Exercise task 1: In the forum thread about Vizsla weight, why does BFrancs plan to schedule a vet visit? Answer in one to three sentences.

Text segment:

[START]

We keep our Vizslas slim but even Lyra who is about as small as Vizslas come weighs 42lbs. I wouldn't consider 7 to be seniors but personally I would like to see a bit more weight on both of them and just feed them more until they fill out a bit then reduce their food enough to keep them there. 

If either of them is steadily losing weight on their usual amount of food then that requires a visit to the vets.


----------



## BFrancs (Aug 8, 2013)

Thank you guys....I knew I would get good responses ...I plan to feed them a bit more, they will be happy with more food. I wasn't completely certain if 7 should be considered a senior or not but I will schedule a vet visit to be on the safe side.


Sent from my iPhone using Tapatalk


----------



## SadieBailey (Aug 31, 2017)

BFrancs said:


> Thank you guys....I knew I would get good responses ...I plan to feed them a bit more, they will be happy with more food. I wasn't completely certain if 7 should be considered a senior or not but I will schedule a vet visit to be on the safe side.
> 
> 
> Sent from my iPhone using Tapatalk


It could just be a difference in their metabolisms. Our Bailey who's now 9, gets about twice as much food as her elder sister Said (age 12) and she's never been able to crack 40 lbs. Whenever she starts looking too boney we usually add good fats to her foot like avocado and avocado oil, plus more starch like rice (our dogs eat homecooked meat, vegetables, and rice). I laugh when Bailey is called a senior bc she acts like a puppy!


----------

[END]

[Dataset excerpt]

[START]

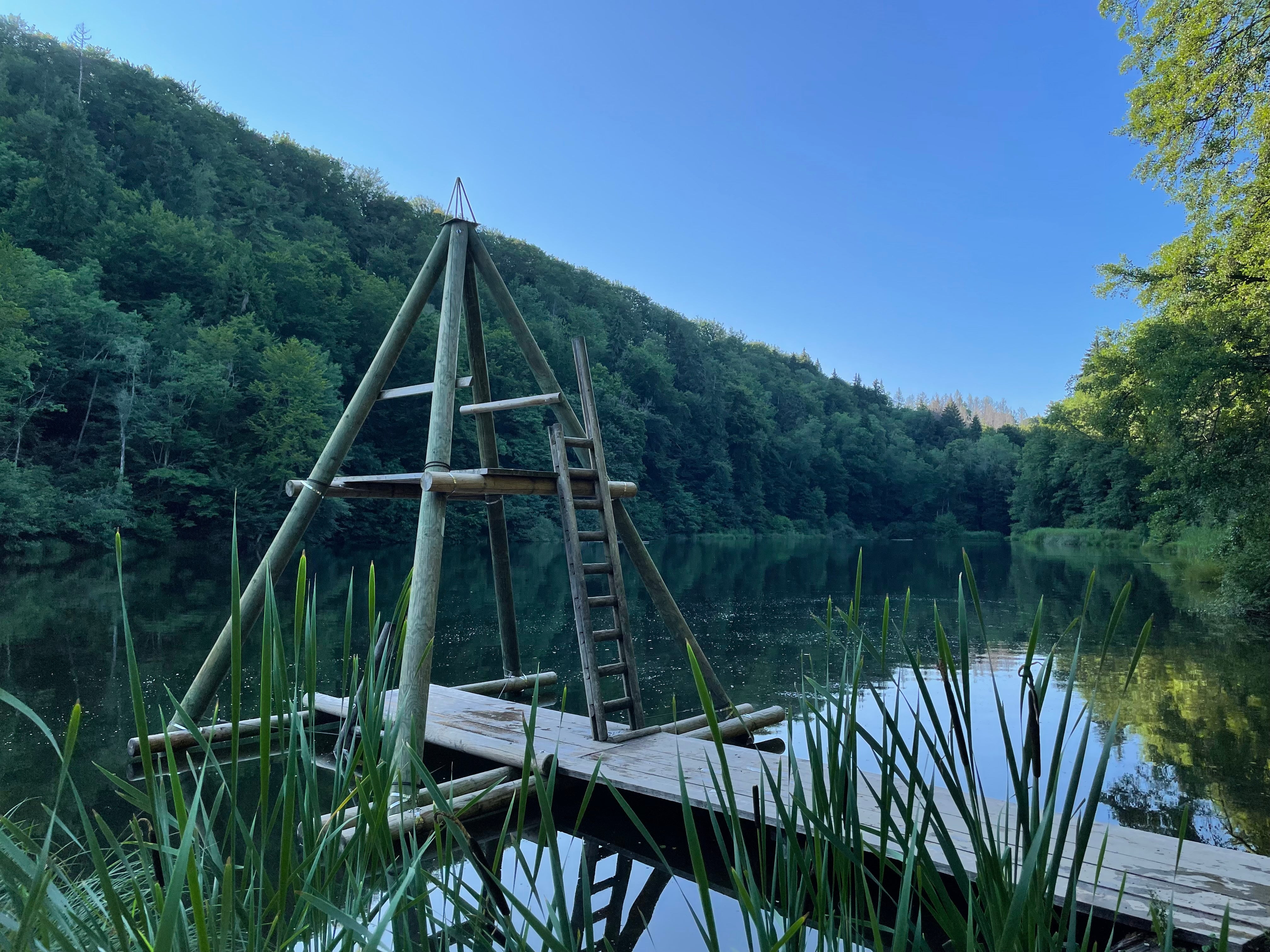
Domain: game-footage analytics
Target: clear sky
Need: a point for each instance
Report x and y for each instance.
(912, 192)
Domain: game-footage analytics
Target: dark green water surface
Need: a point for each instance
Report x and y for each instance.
(1197, 727)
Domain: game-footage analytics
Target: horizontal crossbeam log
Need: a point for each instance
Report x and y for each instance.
(418, 389)
(520, 484)
(513, 404)
(461, 484)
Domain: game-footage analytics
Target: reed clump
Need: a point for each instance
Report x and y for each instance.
(860, 847)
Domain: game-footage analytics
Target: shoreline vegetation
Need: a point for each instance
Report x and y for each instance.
(186, 304)
(232, 853)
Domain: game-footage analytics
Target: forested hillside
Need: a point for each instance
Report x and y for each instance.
(1169, 423)
(185, 305)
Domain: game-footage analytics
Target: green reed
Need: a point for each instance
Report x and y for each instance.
(887, 838)
(883, 838)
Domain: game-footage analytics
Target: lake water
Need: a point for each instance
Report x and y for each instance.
(1196, 724)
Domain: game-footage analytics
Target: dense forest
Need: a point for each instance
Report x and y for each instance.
(185, 305)
(1168, 427)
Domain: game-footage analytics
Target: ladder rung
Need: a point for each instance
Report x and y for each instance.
(418, 389)
(513, 404)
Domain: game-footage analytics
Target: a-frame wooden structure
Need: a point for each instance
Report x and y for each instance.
(456, 258)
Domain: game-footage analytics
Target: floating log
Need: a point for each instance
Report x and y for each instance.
(215, 734)
(681, 727)
(453, 789)
(418, 389)
(746, 724)
(508, 686)
(466, 808)
(513, 404)
(460, 484)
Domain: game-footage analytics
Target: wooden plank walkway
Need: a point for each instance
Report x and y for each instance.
(1207, 880)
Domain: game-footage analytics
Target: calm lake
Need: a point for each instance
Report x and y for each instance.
(1194, 725)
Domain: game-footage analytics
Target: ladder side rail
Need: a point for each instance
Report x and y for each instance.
(546, 380)
(578, 591)
(534, 356)
(487, 444)
(203, 690)
(621, 617)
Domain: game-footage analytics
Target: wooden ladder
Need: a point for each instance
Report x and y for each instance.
(609, 569)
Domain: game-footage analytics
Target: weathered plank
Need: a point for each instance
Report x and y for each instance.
(1207, 880)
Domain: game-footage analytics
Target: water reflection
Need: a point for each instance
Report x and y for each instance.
(1197, 728)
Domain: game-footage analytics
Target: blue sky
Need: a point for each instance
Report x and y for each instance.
(918, 193)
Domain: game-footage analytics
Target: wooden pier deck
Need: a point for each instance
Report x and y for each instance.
(1207, 879)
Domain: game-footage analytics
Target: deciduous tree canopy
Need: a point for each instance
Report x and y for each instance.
(185, 304)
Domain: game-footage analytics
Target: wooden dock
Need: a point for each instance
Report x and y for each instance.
(1207, 879)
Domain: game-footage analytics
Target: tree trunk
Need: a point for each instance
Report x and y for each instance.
(87, 413)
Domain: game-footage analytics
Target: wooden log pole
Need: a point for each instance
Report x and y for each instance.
(539, 366)
(421, 624)
(478, 484)
(510, 686)
(746, 724)
(681, 727)
(453, 789)
(214, 734)
(487, 442)
(252, 602)
(511, 404)
(572, 427)
(665, 602)
(468, 808)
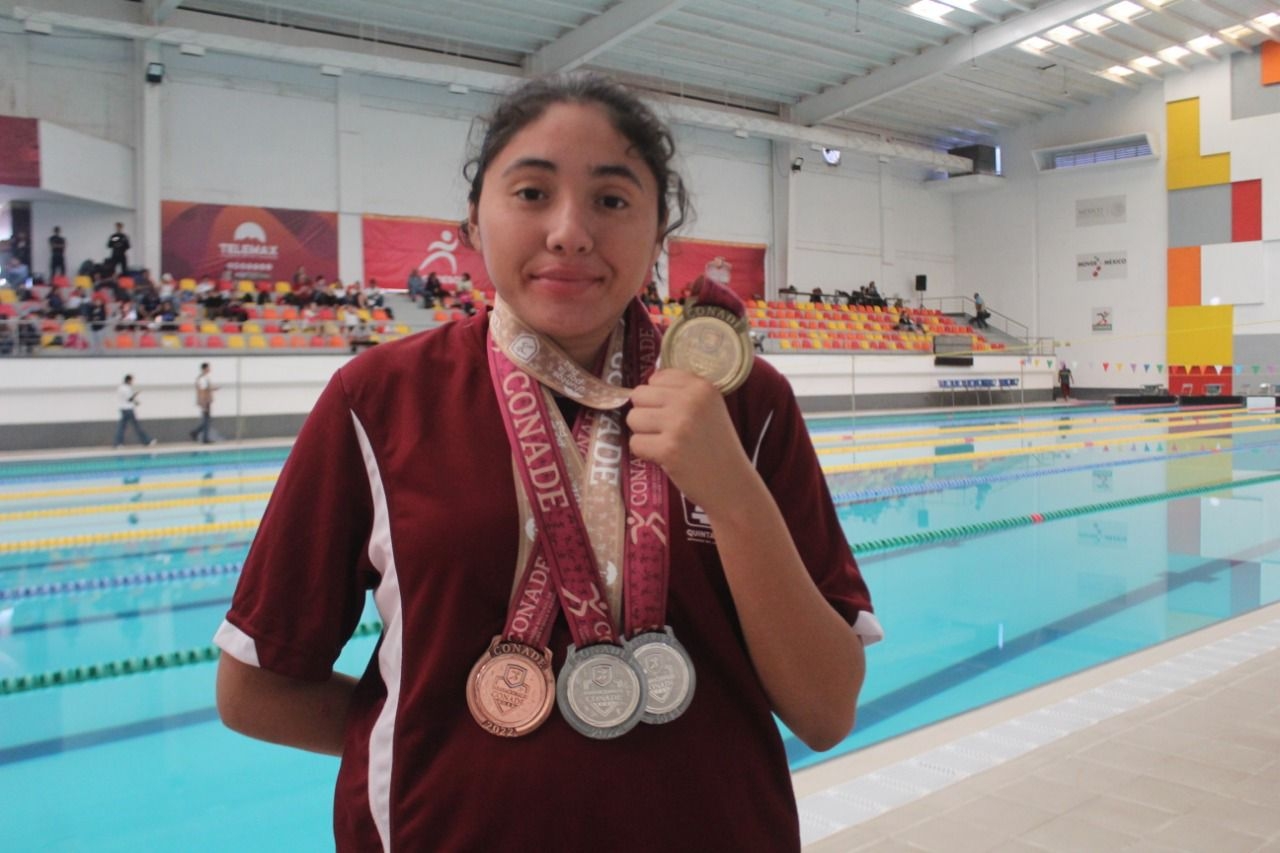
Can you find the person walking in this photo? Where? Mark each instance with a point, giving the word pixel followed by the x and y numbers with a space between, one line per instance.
pixel 127 398
pixel 56 255
pixel 119 246
pixel 205 389
pixel 1064 379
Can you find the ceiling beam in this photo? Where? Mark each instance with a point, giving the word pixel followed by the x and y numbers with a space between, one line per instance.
pixel 160 9
pixel 883 82
pixel 599 33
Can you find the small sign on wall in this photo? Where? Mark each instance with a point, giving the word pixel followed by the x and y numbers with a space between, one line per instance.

[END]

Exercise task 2: Repeat the entries exactly, starting with the line that contains "Can you find the person" and going on through the end of the entries.

Problem solution 1: BFrancs wasn't completely certain whether a dog of 7 should be considered a senior. The vet visit is meant to be on the safe side.

Problem solution 2:
Can you find the person walking in this photo? Where? Mark each instance with a point, giving the word pixel followed by the x and y numbers with a space between, one line per instance.
pixel 127 398
pixel 56 255
pixel 119 246
pixel 205 389
pixel 1064 379
Can you find the ceiling beam in this photo? Where? Mark each instance with a point, giving the word pixel followed by the x and y numbers with a space between, one line per instance.
pixel 160 9
pixel 883 82
pixel 599 33
Can you find the small sign on wall in this photo? Where? Mark each instance with a point, giving the word pixel followed by the x and y numbers with a space between, one line per instance.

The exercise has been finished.